-- PROBLEM TO SOLVE --
Each entry needs to be reproduced exactly as it is.

────

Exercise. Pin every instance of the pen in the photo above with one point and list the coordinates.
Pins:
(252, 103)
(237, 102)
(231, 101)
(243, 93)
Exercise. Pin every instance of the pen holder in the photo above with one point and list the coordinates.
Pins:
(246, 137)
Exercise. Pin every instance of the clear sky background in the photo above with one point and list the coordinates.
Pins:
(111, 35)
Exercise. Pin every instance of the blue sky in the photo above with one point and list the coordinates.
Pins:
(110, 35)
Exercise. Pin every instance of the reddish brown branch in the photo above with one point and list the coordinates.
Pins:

────

-- RESPONSE --
Exercise. Pin every instance of the pen in the photo above with one point and list the coordinates.
Pins:
(252, 103)
(237, 102)
(231, 101)
(243, 93)
Exercise. Pin every instance of the pen holder in the photo above with one point and list the coordinates.
Pins:
(246, 137)
Exercise. Pin every instance of the clear sky background in the photo above with one point and list the coordinates.
Pins:
(111, 35)
Exercise. Pin every instance of the blue sky in the photo above with one point and list the coordinates.
Pins:
(110, 35)
Exercise. Pin every instance of the reddish brown branch in the photo above with one point and list the coordinates.
Pins:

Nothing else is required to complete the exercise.